### MATERIAL FOR THIS TASK:
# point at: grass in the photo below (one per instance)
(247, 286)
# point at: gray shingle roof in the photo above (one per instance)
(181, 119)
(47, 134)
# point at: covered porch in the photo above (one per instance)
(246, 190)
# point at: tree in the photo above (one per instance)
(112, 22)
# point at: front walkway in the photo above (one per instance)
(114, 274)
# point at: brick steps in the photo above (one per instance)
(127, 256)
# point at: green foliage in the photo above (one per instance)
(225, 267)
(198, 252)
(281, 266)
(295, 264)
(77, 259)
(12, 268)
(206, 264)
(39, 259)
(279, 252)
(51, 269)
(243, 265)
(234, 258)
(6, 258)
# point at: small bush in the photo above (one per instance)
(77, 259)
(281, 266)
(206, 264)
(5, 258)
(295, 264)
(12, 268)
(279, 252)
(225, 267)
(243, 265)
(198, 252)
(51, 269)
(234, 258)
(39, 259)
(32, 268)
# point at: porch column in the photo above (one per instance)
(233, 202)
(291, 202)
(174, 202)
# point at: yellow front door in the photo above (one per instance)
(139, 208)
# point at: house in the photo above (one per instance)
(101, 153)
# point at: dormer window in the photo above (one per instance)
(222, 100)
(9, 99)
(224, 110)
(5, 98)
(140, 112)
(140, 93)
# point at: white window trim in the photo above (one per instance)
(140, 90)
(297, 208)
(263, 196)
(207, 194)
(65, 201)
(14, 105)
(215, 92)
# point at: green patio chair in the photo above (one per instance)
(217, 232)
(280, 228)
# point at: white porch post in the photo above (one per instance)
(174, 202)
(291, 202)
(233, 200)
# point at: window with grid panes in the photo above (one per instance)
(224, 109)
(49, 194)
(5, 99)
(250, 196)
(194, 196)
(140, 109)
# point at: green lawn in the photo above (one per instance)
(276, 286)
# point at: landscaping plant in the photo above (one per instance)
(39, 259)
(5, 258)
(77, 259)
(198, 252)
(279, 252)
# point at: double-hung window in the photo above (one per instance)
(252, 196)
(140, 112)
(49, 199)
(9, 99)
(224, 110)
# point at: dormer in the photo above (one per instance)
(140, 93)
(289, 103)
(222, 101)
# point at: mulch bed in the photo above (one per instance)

### YOUR TASK:
Set down the records again, exactly.

### EXERCISE ANSWER:
# point at: grass in the photo below (one per instance)
(247, 286)
# point at: gray shingle roof in the photo above (one per instance)
(181, 119)
(47, 134)
# point at: covered porch in the photo above (one per instance)
(246, 190)
# point at: tree in the photo above (one per instance)
(112, 22)
# point at: front walkway in the photo above (one per instance)
(114, 274)
# point at: brick steps in the photo above (one per instance)
(127, 256)
# point at: green foliage in the photo above (one per instance)
(225, 267)
(198, 252)
(281, 266)
(295, 264)
(77, 259)
(12, 268)
(206, 264)
(39, 259)
(279, 252)
(51, 269)
(243, 265)
(234, 258)
(6, 258)
# point at: small bush in the photo above (one per instance)
(77, 259)
(281, 266)
(206, 264)
(5, 258)
(295, 264)
(12, 268)
(279, 252)
(225, 267)
(243, 265)
(198, 252)
(51, 269)
(234, 258)
(39, 259)
(32, 268)
# point at: porch column in the photo above (one per instance)
(233, 202)
(291, 202)
(174, 202)
# point at: yellow front door in the photo above (one per instance)
(139, 208)
# point at: house in the photo above (one per instance)
(101, 153)
# point at: dormer window in the photo above (one per instance)
(222, 100)
(9, 99)
(224, 110)
(5, 98)
(140, 112)
(140, 93)
# point at: white window trim in the photo above (one per instance)
(140, 90)
(297, 208)
(263, 196)
(207, 194)
(65, 201)
(14, 105)
(215, 92)
# point at: green patio chair in the photo above (one per instance)
(217, 232)
(280, 228)
# point at: white porch post in the photo above (one per instance)
(174, 202)
(291, 202)
(233, 200)
# point at: window with grid panes in the photo above (one per instance)
(224, 109)
(49, 194)
(5, 99)
(250, 196)
(194, 196)
(140, 109)
# point at: green lawn in the photo above (one per instance)
(276, 286)
# point at: landscaping plant in the photo above (one per instance)
(39, 259)
(5, 258)
(77, 259)
(198, 252)
(279, 252)
# point at: double-hung window in the photo above (one per instance)
(252, 196)
(140, 112)
(49, 199)
(9, 99)
(224, 110)
# point at: dormer in the photo above (one per instance)
(140, 93)
(289, 103)
(222, 101)
# point at: mulch bed in the photo above (one per instance)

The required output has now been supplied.